==== STORED ROWS
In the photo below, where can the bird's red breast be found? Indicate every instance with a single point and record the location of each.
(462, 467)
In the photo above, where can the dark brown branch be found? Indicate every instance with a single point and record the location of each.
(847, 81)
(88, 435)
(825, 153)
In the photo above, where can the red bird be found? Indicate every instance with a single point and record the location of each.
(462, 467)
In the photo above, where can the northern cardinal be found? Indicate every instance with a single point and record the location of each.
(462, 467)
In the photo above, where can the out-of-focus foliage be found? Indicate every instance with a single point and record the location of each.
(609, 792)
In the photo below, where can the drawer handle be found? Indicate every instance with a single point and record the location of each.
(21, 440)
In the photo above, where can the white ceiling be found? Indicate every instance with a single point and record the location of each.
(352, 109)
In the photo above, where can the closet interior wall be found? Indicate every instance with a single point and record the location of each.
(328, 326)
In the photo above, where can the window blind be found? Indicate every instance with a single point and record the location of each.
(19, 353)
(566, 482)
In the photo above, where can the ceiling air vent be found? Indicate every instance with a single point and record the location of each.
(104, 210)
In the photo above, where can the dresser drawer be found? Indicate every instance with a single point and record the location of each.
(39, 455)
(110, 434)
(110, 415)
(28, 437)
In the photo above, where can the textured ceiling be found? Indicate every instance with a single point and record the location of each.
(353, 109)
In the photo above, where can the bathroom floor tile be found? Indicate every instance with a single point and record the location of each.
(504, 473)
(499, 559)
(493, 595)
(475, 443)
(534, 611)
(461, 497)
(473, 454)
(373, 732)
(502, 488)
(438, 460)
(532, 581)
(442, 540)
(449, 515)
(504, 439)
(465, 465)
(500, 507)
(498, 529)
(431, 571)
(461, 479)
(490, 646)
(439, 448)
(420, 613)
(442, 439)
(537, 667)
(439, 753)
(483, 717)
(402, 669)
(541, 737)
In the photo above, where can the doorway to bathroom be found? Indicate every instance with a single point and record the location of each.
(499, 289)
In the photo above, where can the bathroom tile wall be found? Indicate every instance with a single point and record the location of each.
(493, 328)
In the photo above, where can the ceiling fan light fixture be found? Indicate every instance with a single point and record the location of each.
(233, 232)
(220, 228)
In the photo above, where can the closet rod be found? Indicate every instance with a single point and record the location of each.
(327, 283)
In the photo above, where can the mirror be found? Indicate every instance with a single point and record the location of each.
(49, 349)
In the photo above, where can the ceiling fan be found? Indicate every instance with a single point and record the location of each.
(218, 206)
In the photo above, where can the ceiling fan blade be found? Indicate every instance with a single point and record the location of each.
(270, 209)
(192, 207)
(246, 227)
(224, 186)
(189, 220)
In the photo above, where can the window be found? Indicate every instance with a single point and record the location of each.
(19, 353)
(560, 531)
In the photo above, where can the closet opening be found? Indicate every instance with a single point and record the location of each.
========
PROMPT:
From the records above, extract everything verbatim.

WRITTEN RESPONSE:
In the photo below, where can the bird's red breast be found? Indicate every instance with a single point and record the location of each.
(462, 467)
In the photo above, where can the dark brown branch be found? Indicate every instance with a single point and record the location of each.
(847, 81)
(88, 435)
(825, 153)
In the photo above, where can the red bird be found? Indicate every instance with a single point and record the location of each.
(462, 467)
In the photo above, where can the northern cardinal be found? Indicate every instance with a single point and record the location of each.
(462, 467)
In the photo above, where can the out-of-focus foliage be found? Indicate every instance with a single point and record the location of each.
(609, 792)
In the photo below, where can the drawer handle be found? Indicate every instance with a single point and record the location of each.
(21, 440)
In the photo above, where can the white ceiling be found? Indicate every instance with a single point and record the location of each.
(352, 109)
In the photo above, where can the closet interior wall be found? Indicate every instance with a single point and record the location of each.
(328, 326)
In the photo above, where can the window blind be found? Indicate every instance with a single point and record the location of each.
(19, 353)
(566, 482)
In the photo above, where can the ceiling air vent be found? Indicate every instance with a single point and record the location of each.
(104, 210)
In the photo above, where can the dresser drawer be found? Indicate every instance with a single point and record the location of each.
(39, 455)
(110, 434)
(110, 415)
(28, 437)
In the photo above, where can the textured ceiling be found? Indicate every instance with a single point and record the location of each.
(353, 109)
In the photo above, where can the bathroom floor tile be found? Indicate every instance with a single point and record the location of each.
(504, 473)
(499, 559)
(493, 595)
(475, 443)
(534, 611)
(461, 497)
(473, 454)
(373, 732)
(502, 488)
(438, 460)
(532, 581)
(442, 540)
(449, 515)
(504, 439)
(465, 465)
(500, 507)
(498, 529)
(431, 571)
(461, 479)
(490, 646)
(439, 448)
(420, 613)
(442, 439)
(537, 667)
(439, 753)
(483, 717)
(402, 669)
(541, 737)
In the photo above, where can the doorway to bathroom be found? Indicate every instance with a single point and record the location of each.
(499, 289)
In the photo above, where can the bathroom tile wall be found? Indicate every instance with a single point and record the location of each.
(493, 328)
In the photo above, where can the ceiling fan light fixture be found? Indicate every instance with a single point and record the location of each.
(233, 232)
(220, 228)
In the photo above, where can the closet rod be found? Indicate every instance with a single point and record the location of each.
(327, 283)
In the photo above, where can the mirror be found? Indicate every instance with a single point and record the location of each.
(49, 349)
In the photo above, where can the ceiling fan be found? Indicate every instance with a single point and record the location of each.
(218, 206)
In the photo above, where can the ceiling fan blade be found? Indicate every instance with a single point and record the location of each.
(270, 209)
(192, 207)
(246, 227)
(224, 186)
(189, 220)
In the photo above, where can the window be found? Indicate every instance with a single point and record the location of each.
(19, 353)
(560, 531)
In the photo above, where can the closet opening be found? Indicate every instance with a single point and record the location of each.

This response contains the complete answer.